### [EXERCISE PASSAGE]
------------------------------------------------------------------------
Geometric analysis of the tuning curves demonstrates how the blended method adaptively tunes credible levels across binomial extremes by starting at higher values for small samples and gradually flattening into near-linear, symmetric trajectories as sample size increases, thus ensuring robust coverage and balanced sensitivity. These features reflect the method’s ability to stabilize estimates near boundaries through aggressive credible level tuning and variance blending.
Theoretically, the blended method bridges Bayesian and frequentist paradigms by using empirical feedback to calibrate credible levels to guarantee near or above nominal coverage with narrow or conservative width. Its adaptivity and boundary sensitivity offer a competitive alternative to fixed-level intervals, particularly in rare and extreme events. Practically, the method’s ability to adaptively shrink or expand based on sample size and true proportion makes it highly suitable for applications where sample size limitations and rare or extreme event proportions—such as rare disease prevalence, safety-critical system reliability, and early-phase clinical trials—render conventional interval estimation inaccurate. Considering these findings, we recommend the use of the blended method for interval estimation of rare and extreme events, especially when sample sizes are limited or true proportions lie near the boundaries. Future work may extend this framework to multinomial or hierarchical settings, where adaptive tuning could further enhance inference under complex data structures.
Although the proposed adaptive Bayesian variance-blending framework demonstrates strong performance across rare and extreme event scenarios, several limitations remain. First, the method incurs additional computational overhead due to grid-based tuning of credible levels. Although the method is memory-efficient, its runtime can still be significant for very large datasets, which may pose challenges for real-time or large-scale applications in the absence of high computational power and memory.
------------------------------------------------------------------------
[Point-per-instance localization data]
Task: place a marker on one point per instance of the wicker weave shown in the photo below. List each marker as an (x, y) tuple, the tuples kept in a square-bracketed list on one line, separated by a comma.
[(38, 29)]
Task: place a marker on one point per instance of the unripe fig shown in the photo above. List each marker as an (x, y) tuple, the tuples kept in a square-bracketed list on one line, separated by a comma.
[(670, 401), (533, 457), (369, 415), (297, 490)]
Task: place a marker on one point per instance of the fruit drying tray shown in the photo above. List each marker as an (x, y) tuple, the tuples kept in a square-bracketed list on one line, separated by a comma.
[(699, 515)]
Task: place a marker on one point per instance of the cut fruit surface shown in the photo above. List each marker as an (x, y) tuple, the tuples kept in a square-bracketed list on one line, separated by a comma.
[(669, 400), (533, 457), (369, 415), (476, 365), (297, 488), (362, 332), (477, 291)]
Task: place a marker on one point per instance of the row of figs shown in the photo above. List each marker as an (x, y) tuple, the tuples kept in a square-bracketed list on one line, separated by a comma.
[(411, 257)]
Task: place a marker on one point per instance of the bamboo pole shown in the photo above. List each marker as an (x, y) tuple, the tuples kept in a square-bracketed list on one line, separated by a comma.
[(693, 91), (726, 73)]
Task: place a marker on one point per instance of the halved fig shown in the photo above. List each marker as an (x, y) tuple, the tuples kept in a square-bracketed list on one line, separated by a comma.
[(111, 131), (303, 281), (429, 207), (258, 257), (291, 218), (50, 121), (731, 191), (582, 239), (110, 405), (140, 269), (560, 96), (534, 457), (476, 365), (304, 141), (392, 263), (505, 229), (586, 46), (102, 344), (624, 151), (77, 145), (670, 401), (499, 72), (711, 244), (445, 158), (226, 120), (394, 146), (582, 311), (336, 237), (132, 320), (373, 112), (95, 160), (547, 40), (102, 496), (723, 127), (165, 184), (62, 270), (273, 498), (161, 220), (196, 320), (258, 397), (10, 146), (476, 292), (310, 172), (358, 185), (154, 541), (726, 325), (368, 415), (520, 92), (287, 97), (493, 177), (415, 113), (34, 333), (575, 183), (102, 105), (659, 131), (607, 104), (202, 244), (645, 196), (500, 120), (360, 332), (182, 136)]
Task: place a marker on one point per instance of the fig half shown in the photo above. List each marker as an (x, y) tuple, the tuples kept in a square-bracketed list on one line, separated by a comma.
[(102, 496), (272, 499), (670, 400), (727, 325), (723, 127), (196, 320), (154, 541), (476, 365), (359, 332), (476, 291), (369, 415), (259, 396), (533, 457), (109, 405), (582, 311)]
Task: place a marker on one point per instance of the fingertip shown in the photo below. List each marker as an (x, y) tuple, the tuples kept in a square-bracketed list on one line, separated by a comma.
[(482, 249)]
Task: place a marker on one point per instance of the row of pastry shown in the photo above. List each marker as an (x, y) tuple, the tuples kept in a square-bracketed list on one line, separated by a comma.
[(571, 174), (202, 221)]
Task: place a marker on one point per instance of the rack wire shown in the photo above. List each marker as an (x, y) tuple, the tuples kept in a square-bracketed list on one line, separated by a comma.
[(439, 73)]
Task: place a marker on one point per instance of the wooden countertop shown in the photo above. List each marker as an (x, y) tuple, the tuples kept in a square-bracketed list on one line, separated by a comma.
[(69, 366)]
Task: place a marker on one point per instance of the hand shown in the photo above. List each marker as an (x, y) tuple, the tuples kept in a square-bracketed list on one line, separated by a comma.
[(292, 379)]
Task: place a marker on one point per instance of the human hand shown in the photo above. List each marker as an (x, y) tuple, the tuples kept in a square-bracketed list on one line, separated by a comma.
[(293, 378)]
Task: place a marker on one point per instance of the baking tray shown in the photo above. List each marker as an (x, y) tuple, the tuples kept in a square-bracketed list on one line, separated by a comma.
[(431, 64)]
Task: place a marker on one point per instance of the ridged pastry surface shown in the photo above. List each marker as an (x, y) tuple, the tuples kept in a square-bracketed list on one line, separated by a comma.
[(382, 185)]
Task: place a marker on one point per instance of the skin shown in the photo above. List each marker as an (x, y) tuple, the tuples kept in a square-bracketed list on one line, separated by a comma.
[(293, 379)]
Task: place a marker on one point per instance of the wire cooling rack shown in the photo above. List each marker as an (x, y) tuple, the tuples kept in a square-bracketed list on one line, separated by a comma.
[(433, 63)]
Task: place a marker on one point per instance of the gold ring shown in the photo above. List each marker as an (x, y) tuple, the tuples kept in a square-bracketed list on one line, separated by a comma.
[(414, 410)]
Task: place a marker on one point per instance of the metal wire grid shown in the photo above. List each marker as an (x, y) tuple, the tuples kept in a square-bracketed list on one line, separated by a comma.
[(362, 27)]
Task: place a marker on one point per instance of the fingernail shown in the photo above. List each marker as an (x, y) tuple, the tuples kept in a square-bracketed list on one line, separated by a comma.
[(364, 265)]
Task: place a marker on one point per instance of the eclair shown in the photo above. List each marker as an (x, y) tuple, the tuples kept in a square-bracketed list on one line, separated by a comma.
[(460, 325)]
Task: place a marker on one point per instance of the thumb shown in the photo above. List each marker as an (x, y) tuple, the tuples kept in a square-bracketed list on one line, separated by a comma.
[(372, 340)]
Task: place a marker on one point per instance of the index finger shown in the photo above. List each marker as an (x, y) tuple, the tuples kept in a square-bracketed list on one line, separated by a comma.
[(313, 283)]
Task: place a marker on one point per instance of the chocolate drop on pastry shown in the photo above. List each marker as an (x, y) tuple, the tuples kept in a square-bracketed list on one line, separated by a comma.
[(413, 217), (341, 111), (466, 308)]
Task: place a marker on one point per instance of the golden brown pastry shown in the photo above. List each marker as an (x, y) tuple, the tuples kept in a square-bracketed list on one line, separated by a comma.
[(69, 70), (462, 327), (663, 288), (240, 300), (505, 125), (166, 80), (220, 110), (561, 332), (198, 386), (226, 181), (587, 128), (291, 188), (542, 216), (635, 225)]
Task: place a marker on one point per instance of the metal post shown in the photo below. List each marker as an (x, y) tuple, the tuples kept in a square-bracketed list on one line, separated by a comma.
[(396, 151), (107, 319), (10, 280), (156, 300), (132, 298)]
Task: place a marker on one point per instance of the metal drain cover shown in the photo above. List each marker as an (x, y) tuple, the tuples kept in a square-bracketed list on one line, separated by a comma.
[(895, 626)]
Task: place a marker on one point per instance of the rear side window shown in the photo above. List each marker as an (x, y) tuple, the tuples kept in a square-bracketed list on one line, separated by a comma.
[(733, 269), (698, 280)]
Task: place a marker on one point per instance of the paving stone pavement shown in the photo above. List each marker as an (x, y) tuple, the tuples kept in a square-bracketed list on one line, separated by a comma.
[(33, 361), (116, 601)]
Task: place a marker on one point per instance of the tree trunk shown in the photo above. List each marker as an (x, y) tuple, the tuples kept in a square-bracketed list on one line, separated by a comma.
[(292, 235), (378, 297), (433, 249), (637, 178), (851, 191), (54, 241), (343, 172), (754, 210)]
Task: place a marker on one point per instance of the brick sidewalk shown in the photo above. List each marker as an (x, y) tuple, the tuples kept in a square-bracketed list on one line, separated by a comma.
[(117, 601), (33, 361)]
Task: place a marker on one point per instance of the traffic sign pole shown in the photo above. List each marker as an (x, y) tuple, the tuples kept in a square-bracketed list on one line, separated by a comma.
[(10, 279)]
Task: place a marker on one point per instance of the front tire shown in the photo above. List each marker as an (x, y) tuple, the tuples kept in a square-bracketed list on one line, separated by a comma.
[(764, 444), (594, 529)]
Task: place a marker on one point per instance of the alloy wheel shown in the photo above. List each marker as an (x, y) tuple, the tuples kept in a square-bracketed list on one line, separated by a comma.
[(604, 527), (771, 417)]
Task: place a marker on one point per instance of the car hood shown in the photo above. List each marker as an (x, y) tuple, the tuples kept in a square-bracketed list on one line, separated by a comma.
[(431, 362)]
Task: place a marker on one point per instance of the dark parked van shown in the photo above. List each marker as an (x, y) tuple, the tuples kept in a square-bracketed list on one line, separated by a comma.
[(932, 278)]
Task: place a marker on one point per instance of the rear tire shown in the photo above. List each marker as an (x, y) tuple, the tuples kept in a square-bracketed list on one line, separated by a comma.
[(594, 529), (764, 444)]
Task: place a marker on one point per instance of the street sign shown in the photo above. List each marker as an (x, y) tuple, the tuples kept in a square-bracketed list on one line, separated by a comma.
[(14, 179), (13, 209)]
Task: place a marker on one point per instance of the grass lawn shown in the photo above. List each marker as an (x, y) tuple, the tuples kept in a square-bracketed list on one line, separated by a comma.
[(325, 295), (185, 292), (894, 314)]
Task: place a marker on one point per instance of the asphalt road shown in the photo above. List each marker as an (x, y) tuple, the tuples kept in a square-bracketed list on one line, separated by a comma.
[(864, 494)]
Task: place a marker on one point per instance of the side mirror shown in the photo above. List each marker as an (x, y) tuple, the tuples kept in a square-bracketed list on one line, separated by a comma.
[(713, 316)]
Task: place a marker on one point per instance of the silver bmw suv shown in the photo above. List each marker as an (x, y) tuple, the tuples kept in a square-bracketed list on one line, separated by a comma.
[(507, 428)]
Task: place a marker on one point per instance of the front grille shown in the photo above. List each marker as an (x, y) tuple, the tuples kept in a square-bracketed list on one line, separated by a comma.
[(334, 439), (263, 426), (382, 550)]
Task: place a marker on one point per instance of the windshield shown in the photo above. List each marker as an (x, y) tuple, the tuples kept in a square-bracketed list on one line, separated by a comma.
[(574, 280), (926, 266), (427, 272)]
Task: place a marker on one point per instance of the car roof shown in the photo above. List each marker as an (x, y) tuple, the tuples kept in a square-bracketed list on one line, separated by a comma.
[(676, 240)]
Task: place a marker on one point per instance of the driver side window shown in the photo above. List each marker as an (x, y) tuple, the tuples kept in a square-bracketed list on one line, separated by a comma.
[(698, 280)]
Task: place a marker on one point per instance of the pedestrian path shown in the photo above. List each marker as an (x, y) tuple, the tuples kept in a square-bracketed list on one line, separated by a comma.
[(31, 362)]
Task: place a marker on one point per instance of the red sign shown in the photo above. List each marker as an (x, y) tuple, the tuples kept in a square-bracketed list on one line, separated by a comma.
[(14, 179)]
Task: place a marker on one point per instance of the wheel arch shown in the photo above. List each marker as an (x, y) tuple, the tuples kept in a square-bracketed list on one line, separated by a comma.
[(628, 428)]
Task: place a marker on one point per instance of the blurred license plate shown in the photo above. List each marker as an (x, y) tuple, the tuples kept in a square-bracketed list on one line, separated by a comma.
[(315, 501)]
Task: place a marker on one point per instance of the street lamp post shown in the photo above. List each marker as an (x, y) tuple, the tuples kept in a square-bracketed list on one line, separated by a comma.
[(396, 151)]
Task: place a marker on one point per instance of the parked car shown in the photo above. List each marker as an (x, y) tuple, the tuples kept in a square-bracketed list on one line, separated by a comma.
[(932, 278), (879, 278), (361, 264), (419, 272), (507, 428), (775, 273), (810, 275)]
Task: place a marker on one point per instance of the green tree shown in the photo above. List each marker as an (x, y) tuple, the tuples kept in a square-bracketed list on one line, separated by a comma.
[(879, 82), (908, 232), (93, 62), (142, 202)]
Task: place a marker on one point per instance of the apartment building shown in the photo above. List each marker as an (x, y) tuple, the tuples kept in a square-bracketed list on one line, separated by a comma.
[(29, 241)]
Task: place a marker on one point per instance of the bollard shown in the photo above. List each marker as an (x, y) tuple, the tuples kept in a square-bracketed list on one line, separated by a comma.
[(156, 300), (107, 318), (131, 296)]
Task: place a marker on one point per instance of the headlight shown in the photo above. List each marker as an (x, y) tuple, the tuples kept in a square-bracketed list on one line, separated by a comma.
------------------------------------------------------------------------
### [EXERCISE REQUIREMENTS]
a – In the passage on the blended interval method, what causes the method's additional computational overhead?
b – Continue the passage on the blended interval method, starting after its last sentence.

### [ACTIVITY ANSWERS]
a – Grid-based tuning of credible levels.

b –
Second, its performance is sensitive to the tuning of key parameters, such as the credible level. Incorrect calibration can lead to inflated interval widths or under-coverage. Furthermore, the approach assumes independence and that the trials follow a strict binomial form. Finally, while the method was validated using simulations and COVID-19 data, broader empirical testing across diverse domains, such as reliability engineering and rare disease prevalence, is needed to confirm generalizability.
Future research should address these limitations by developing automated tuning algorithms that leverage optimization and reduce computational cost. Extending the framework to handle complex data structures such as multinomial, hierarchical, and correlated models would enhance its application in many fields. In such models, incorporating mechanisms to account for overdispersion, such as beta-binomial or hierarchical Bayesian models, could also further improve robustness. Additionally, adaptive strategies for gamma calibration should be explored to allow dynamic adjustment based on sample size and event rarity, instead of fixing its value to 1. Practical directions include optimizing the method for real-time surveillance systems and creating open-source software implementations to facilitate adoption. Finally, comprehensive validation across multiple application areas will be essential to establish the method’s reliability and scalability.